+++ Source extract +++
18 thoughts on “Petals and Violins – D.P. Watt

  1. I reviewed the first story here: https://dflewisreviews.wordpress.com/2018/09/14/the-silent-garden-a-journal-of-esoteric-fabulism/#comment-13680 as follows –



    “My soup had caught in the pan but enough was salvageable to keep hunger at bay.”

    Enough to scrape words off the bottom of the deadpan, but you need to follow highly detailed, sometimes absurdly itemised instructions of recipe when reading this text – to gain full benefit of its narration by a woman doing a favour for her ex-husband by arranging – in person – the funeral of his father in far-off Poland. Leading to rites of past passage. A pungent herbal pot-roast of post-fatal sex by means of a precariously pre-prepared unready-meal eventually made from dreamfully spilled spells and precise spices. Or so I inferred, alongside “…an ample garden, with many well-tended beds and borders, all carefully prepared for winter.”


    ‘Just a word of advice, lad, about your bait.’

    Today has been my wife’s birthday and she received a present from our daughter who told my wife she bought it when on holiday with her husband in Sheringham. Here a boy — on holiday crabbing and so forth with his parents on the same Norfolk coast — buys a birthday present from a bric à brac shop for his mother when in Sheringham. A coincidence, I guess, is like casting bait for, say, a crab, and one is pulled by the enticement of the other. Prey as prayer. A sort of filter working in both directions of flow. Here the flow is one of self now as boy and later of self as an old man like me. A sort of war between them or a war fought by both of them against a common enemy, a war from which only one of them returns? An enchanting story, with a twinge of poignancy, and a chopped whelk — a Watt classic not to be missed.
+++
▶ _Work to do_:
Decide whether each statement agrees with the review above, and answer yes or no with the deciding words from it quoted exactly. 1. In the first story, the funeral being arranged is for the father of the woman's ex-husband. 2. In the second story, the boy buys a birthday present for his father. 3. The reviewer's daughter bought her mother's present while on holiday with her husband in Sheringham.
+++ Given information +++
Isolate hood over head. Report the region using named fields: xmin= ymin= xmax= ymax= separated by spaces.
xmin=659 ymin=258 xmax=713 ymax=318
+++
▶ _Expected answer_:
1. Yes: "the funeral of his father in far-off Poland"
2. No: "buys a birthday present from a bric à brac shop for his mother"
3. Yes: "she bought it when on holiday with her husband in Sheringham"